- [TEXT SEGMENT]:
********************
Matt - 25 Feb 2006 04:44 GMT
w.Beck, that was amazing, lol, that is some of the best advice, on
photography, and more broad, almost life-long advice I have heard in a
long time, and I don't even know you, lol. It's true I love partying
and movies and highschool. Life is rich and interesting now, and I want
to preserve these memories. I'm gonna work with my camera for a couple
weeks more until my parents are convinced I really want this, which is
about 1 or 2 weeks, whick will give me time to get together a working
"digital darkroom" that's works better, hopfully with something to help
organise all my pics, I'm gonna try PS Elements, which sounds about
right for now. I'll probably use the Nikon software for the RAW files,
unless elements has this (or just CS, iunno). But anyway, I've got a
lot of work to do. thanks for some more inspiration! -Matt
wilt - 23 Feb 2006 20:47 GMT
You'd be well served to buy yourself a car, so that you can get a job
that permits you to buy what you want in photographic equipment, not
merely 'getting by' with a minimal kit.  On the other hand, you are
fooling yourself to think that $1500 buys a car, unless you settle for
a junker with tons of mileage and lots of problems.  You gotta earn a
lot more money to finish paying what the down payment started, and pay
for gas and maintenance (and when your parents turn you loose, pay the
insurance costs!)
ian lincoln - 24 Feb 2006 00:11 GMT
New cars need laptops to repair old junkers need feeler gauges and
stroboscopes.  Feeler gauge $5 laptop-software-specialist leads $555555.  Or
you can pay $$$$ for a proper mechanic and genuine parts and regualar
servicing.  Or you can buy a junker, a toolkit a manual and find out where
all the breakers/junk yards are.

As for DSLRs well the minolta d50 is a capable camera.  I don't know how
much the price will drop now that KM are pulling out of the imaging business
and sony picking it up.  If sony keep the km mount then i would start with a
cheap camera and kit lens then start saving for more quality optics that
will still fit on better cameras later.  6mp is more than sufficient and KM
make decent kit sorry thats made decent kit.  The built in antishake will
save mega bucks.  Look at the cost of canon IS or Nikon VR lenses.  Being no
longer made expect fire sale priced equipment on the market and plenty on
the used market.  Hopefully sony will keep the mount going.

The other thing is to stick with film.  Most such equipment is fire sale.
'real pros' stick to medium format.  People are trading up to digital like
mad and the market is flooded, hence dream prices on top end 35mm and decent
medium format stuff.  Medium format cameras seem to be mechanically simpler
and more robustly built so buying used won't be a risky.

Investing in quality scanning equipment may be the way to go.
********************
[Dataset entries]
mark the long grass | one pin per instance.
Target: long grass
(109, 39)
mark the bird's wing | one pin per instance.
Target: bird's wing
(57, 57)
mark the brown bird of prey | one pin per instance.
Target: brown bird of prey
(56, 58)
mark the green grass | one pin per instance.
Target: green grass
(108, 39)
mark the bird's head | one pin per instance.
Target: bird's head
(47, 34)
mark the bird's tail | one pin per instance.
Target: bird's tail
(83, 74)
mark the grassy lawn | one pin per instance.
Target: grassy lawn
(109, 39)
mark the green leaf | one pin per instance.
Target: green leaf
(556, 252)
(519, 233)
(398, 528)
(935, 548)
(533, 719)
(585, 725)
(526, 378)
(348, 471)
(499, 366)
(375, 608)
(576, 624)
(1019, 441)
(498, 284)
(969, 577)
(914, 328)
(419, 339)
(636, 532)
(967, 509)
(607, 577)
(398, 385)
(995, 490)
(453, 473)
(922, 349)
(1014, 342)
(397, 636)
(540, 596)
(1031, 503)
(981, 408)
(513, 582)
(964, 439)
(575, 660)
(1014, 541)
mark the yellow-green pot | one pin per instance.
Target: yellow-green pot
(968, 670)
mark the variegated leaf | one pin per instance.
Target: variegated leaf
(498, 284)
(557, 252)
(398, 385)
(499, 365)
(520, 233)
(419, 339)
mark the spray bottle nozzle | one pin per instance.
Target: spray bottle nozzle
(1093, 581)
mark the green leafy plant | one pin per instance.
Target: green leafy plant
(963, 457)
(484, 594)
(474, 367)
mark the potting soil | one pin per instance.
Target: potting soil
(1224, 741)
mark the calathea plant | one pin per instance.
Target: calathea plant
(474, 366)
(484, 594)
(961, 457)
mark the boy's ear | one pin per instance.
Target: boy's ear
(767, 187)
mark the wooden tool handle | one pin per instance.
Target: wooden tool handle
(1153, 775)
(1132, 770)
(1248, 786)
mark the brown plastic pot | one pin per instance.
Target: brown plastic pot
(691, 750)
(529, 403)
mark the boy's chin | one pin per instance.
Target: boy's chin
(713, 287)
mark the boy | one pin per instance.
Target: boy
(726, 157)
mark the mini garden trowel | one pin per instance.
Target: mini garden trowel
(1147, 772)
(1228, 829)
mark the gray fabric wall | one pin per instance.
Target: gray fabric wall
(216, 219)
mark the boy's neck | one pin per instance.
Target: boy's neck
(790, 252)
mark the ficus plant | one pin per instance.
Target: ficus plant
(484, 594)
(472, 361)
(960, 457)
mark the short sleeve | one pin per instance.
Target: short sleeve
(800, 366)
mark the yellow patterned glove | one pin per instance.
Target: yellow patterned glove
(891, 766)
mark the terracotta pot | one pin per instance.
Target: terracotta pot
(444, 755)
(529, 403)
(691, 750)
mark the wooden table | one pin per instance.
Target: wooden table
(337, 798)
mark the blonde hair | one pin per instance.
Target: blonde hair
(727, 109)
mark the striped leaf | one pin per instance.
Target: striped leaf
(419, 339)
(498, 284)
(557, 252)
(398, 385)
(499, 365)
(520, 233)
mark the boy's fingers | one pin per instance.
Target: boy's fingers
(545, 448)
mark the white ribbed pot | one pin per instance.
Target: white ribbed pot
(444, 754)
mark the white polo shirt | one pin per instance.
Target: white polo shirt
********************
- [EXERCISE TASKS]:
A. Print the passage from the camera forum thread starting at "ian lincoln - 24" and ending at "breakers/junk yards are.".
B. Proceed with the camera forum thread from the point where it stops.

- [RESPONSES IN ORDER]:
A.
ian lincoln - 24 Feb 2006 00:11 GMT
New cars need laptops to repair old junkers need feeler gauges and
stroboscopes.  Feeler gauge $5 laptop-software-specialist leads $555555.  Or
you can pay $$$$ for a proper mechanic and genuine parts and regualar
servicing.  Or you can buy a junker, a toolkit a manual and find out where
all the breakers/junk yards are.

B.
Getting a job in a lab may be best.  Be the rookie junior.  Pick the brains
of older experienced mines and get a feel for the job.  The politics and
most important the business end of it.  Your success as a photographer will
rely more on your business savvy than your skill or equipment.

The most important thing is not listen to the armchair critics who will tell
you  you are dreaming.  GO FOR IT!
Matt - 24 Feb 2006 00:43 GMT
What? minolta? Dude, Nikon D50 is what I was aiming for. I thought
about film, but I just got a iMac G5 last christmas, and got Photoshop
for it, I think I'm pretty well off with straight-on digital, thanks
though. -Matt P.S. Sorry for the semi-flaming, lol
Darrell Larose - 24 Feb 2006 02:37 GMT
> What? minolta? Dude, Nikon D50 is what I was aiming for. I thought
> about film, but I just got a iMac G5 last christmas, and got Photoshop
> for it, I think I'm pretty well off with straight-on digital, thanks
> though. -Matt P.S. Sorry for the semi-flaming, lol

Hello Matt:

Post some of your pics so we can see how you are doing, and what you like to
shoot. Place like smugmug or pbase could be a start. The D50 is a nice
little camera and I am sure it will do fine. Some will claim you can only
shoot sports with a Canon, When I was you age I bought a Pentax Spotmatic
II, and shot Motocross. The equipment doesn't matter as much as the eye
behind it. My best advice is study whatever camera you get, learn everything
about the camera. Have fun! Shoot on manual so you can hone your skills to
see when the camera guessed wrong. The zen part is become one with your
camera.

Darrell Larose
Ottawa, Canada
http://DarrellLarose.ca
Roger N. Clark (change username to rnclark) - 24 Feb 2006 04:56 GMT
> The equipment doesn't matter as much as the eye
> behind it. My best advice is study whatever camera you get, learn everything
> about the camera.
>  The zen part is become one with your
> camera.

Best info in this thread so far.

And to the OP: why do you need a DSLR?  Are you taking
action pictures?  Landscapes?  If landscapes, shutter
lag doesn't matter.  DSLR: you need good lenses and that
is more money.  Do you have a good tripod?  (more money).
Do you have appropriate filters (polarizer, split neutral
density)?

If you do outdoors stuff, light is critical.  Without
transportation, can you get to your location at best
light, e.g. sunrise/sunset?

When I was your age, I spend all the money I had
on a used Exakta camera, a few lenses and started
building knowledge and a system.  (It was before
I got a car, but I didn't need a car to get to school
or work).

Good luck.

Roger
Photos at: http://www.clarkvision.com
ian lincoln - 24 Feb 2006 12:51 GMT
thats fine.  it seems i got my d50 and 50D mixed up.

you seem to be doing all the right things.  Keep us posted with regular
reports

> What? minolta? Dude, Nikon D50 is what I was aiming for. I thought
> about film, but I just got a iMac G5 last christmas, and got Photoshop
> for it, I think I'm pretty well off with straight-on digital, thanks
> though. -Matt P.S. Sorry for the semi-flaming, lol
Alan Browne - 25 Feb 2006 15:37 GMT
> will still fit on better cameras later.  6mp is more than sufficient and KM
> make decent kit sorry thats made decent kit.  The built in antishake will
> save mega bucks.  Look at the cost of canon IS or Nikon VR lenses.  Being no
> longer made expect fire sale priced equipment on the market and plenty on
> the used market.  Hopefully sony will keep the mount going.

You really must get over the notion that Minolta made only kit lenses.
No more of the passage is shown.